[対象の文章]

新宿少数民族の声

国際ビジネスに長年携わった経験を活かして世相を論じる。

読めないのはキラキラネームだけじゃなかった

2022-01-23 10:35:24 | コラム
どうやって「オウノショウ」って読むのか?

昨日、相撲を見ていた息子が画面に出た「阿武咲」を、アナウンサーが「オウノショウ」と読み上げたのを聞いて「これをどうやってオウノショウと読めというのだ」と嘆いた。彼は滅多に相撲の中継などを見る機会がないので、言うなれば初めて見た四股名だったのだ。私も相撲には余り詳しくないのだが、確か阿武松という力士がいたなという程度の知識はあった。そこで、あらためてWikipediaで確認した所、確かに「阿武」は「オウノ」と読み、彼は阿武松部屋の所属だった。

そこで思い浮かんだことがあった。それは、北勝富士と書いて「ホクトフジ」という四股名になる力士もいたということ。ということは、四股名には他にもかなり読みにくいものがあるようだった。だが「美ら海」も沖縄の言葉を知っていれば「チュラノウミ」と読めるのだが、そうでなければ極めて難解だろうと思った。

この直後に、週刊新潮に五木寛之氏が連載されている「生き抜くヒント!」を読むと、“私は『遠野物語』の作者の名前を〈ヤナギダクニオ〉と読んでいた。〈ヤナギタ〉と濁らない方が正しいと知ったのは三十歳を過ぎてからだった。一方、清沢満之は〈キヨザワ〉である。これも後から気付いて、それからはちゃんと読めるようになった。”と述べておられるのを知った。勿論、漢字は柳田国男である。尤も、今私は「イツギヒロユキ」と入れたら出てこなくて「イツキヒロユキ」としたら正解だった。「五木の子守歌」は「イツギノコモリウタ」ではないようだ。

[/対象の文章]
[資料]

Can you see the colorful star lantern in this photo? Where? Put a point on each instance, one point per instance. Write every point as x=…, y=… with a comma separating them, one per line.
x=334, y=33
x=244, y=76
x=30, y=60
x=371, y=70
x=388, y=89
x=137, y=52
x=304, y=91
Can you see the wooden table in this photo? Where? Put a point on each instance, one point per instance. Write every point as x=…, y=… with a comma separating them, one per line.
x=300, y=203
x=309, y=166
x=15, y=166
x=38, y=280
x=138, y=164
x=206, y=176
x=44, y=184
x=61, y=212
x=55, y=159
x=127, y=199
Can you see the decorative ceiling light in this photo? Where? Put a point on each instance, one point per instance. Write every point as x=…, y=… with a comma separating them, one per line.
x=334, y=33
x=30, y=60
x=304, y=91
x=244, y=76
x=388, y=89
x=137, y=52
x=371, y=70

[/資料]

§ 作業指示:
1) 難読の名前を扱ったコラムに出てくる力士の四股名をすべて挙げよ。
2) 難読の名前を扱ったコラムから、「2022-01-23 10:35:24 | コラム」を含む語句で始まり「コモリウタ」ではないようだ。」で終わる部分を、一字も変えずに抜き出せ。
この資料はコラムの内容とは関係ない。

§ 各作業の回答:
1) 阿武咲、阿武松、北勝富士、美ら海

2)
2022-01-23 10:35:24 | コラム
どうやって「オウノショウ」って読むのか?

昨日、相撲を見ていた息子が画面に出た「阿武咲」を、アナウンサーが「オウノショウ」と読み上げたのを聞いて「これをどうやってオウノショウと読めというのだ」と嘆いた。彼は滅多に相撲の中継などを見る機会がないので、言うなれば初めて見た四股名だったのだ。私も相撲には余り詳しくないのだが、確か阿武松という力士がいたなという程度の知識はあった。そこで、あらためてWikipediaで確認した所、確かに「阿武」は「オウノ」と読み、彼は阿武松部屋の所属だった。

そこで思い浮かんだことがあった。それは、北勝富士と書いて「ホクトフジ」という四股名になる力士もいたということ。ということは、四股名には他にもかなり読みにくいものがあるようだった。だが「美ら海」も沖縄の言葉を知っていれば「チュラノウミ」と読めるのだが、そうでなければ極めて難解だろうと思った。

この直後に、週刊新潮に五木寛之氏が連載されている「生き抜くヒント!」を読むと、“私は『遠野物語』の作者の名前を〈ヤナギダクニオ〉と読んでいた。〈ヤナギタ〉と濁らない方が正しいと知ったのは三十歳を過ぎてからだった。一方、清沢満之は〈キヨザワ〉である。これも後から気付いて、それからはちゃんと読めるようになった。”と述べておられるのを知った。勿論、漢字は柳田国男である。尤も、今私は「イツギヒロユキ」と入れたら出てこなくて「イツキヒロユキ」としたら正解だった。「五木の子守歌」は「イツギノコモリウタ」ではないようだ。